____ EXTRACT

Monday, October 8, 2012

Reading Response: Secret Ingredients Part I


This weekend when I was reading the “Dining Out” section of Secret Ingredients, I caught myself thinking I was reading essays written by the same person at different periods of time. The essays are different and I could discern the different voices between the writers, but the pieces hold several common threads. The writers chronicle changes in cooking and eating traditions, describe la grande cuisine dining experiences in excruciating detail, and largely identify French cuisine as the best in the world. I found these themes intertwined in the essays, but the most important to me was the incredible level of francité throughout.
Five of the seven essays in “Dining Out” illustrate French meals. The disproportionate amount of French cuisine explored in this section made my mouth water and my head spin. I hope to study abroad in Clermont-Ferrand, France next year and I can’t contain my excitement. If all works out as I hope it will, I could spend nine months in a country with the most buttery dishes and beautiful pastries. The essays in Secret Ingredients are like guidebooks. When I was reading this weekend, I underlined street addresses and restaurant names with the false hope that I might have enough money to stop by and catch a glimpse of the described meals.

________
____ RECORD LIST

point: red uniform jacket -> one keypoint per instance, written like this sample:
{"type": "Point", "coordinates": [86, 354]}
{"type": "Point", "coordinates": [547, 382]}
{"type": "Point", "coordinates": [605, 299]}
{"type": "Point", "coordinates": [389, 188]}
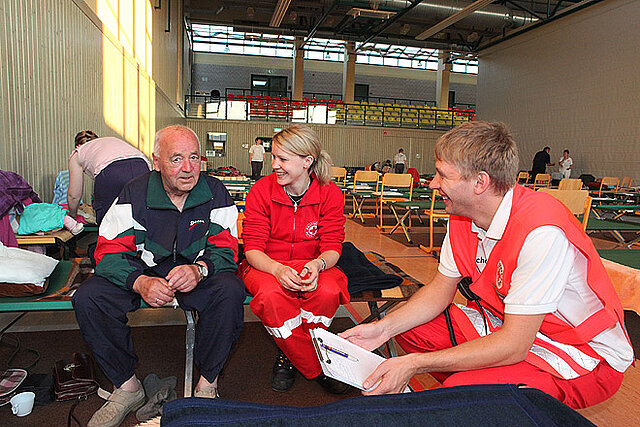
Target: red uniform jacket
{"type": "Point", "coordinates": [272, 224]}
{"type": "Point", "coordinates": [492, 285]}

________
____ RECORD LIST

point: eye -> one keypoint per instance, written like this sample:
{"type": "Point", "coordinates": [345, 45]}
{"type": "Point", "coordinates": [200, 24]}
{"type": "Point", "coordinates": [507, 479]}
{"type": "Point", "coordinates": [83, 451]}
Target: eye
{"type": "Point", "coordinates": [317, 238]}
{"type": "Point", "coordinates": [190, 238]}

________
____ RECORD LIST

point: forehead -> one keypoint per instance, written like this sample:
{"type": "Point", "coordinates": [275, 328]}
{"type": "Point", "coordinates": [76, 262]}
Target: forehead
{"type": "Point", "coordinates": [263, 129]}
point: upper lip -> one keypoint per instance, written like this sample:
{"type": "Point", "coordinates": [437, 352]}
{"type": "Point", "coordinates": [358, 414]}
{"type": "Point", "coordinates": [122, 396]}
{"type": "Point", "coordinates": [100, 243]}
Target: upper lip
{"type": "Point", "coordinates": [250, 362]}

________

COMPLETE THE FOLLOWING
A. Rewrite the paragraph of the reading response that begins "Five of the seven essays" more briefly, keeping its main facts.
B. Find every line in the records that contains the string "written", and copy each of those lines.

FULL SOLUTIONS
A. Five of the seven essays in "Dining Out" describe French meals, and this focus on French cuisine made the writer's mouth water and head spin. The writer hopes to study abroad in Clermont-Ferrand, France, next year, possibly spending nine months among buttery dishes and beautiful pastries. Treating the essays like guidebooks, the writer underlined street addresses and restaurant names while reading. This was done with the false hope of having enough money to stop by and glimpse the described meals.

B.
point: red uniform jacket -> one keypoint per instance, written like this sample:
point: eye -> one keypoint per instance, written like this sample:
point: forehead -> one keypoint per instance, written like this sample:
point: upper lip -> one keypoint per instance, written like this sample:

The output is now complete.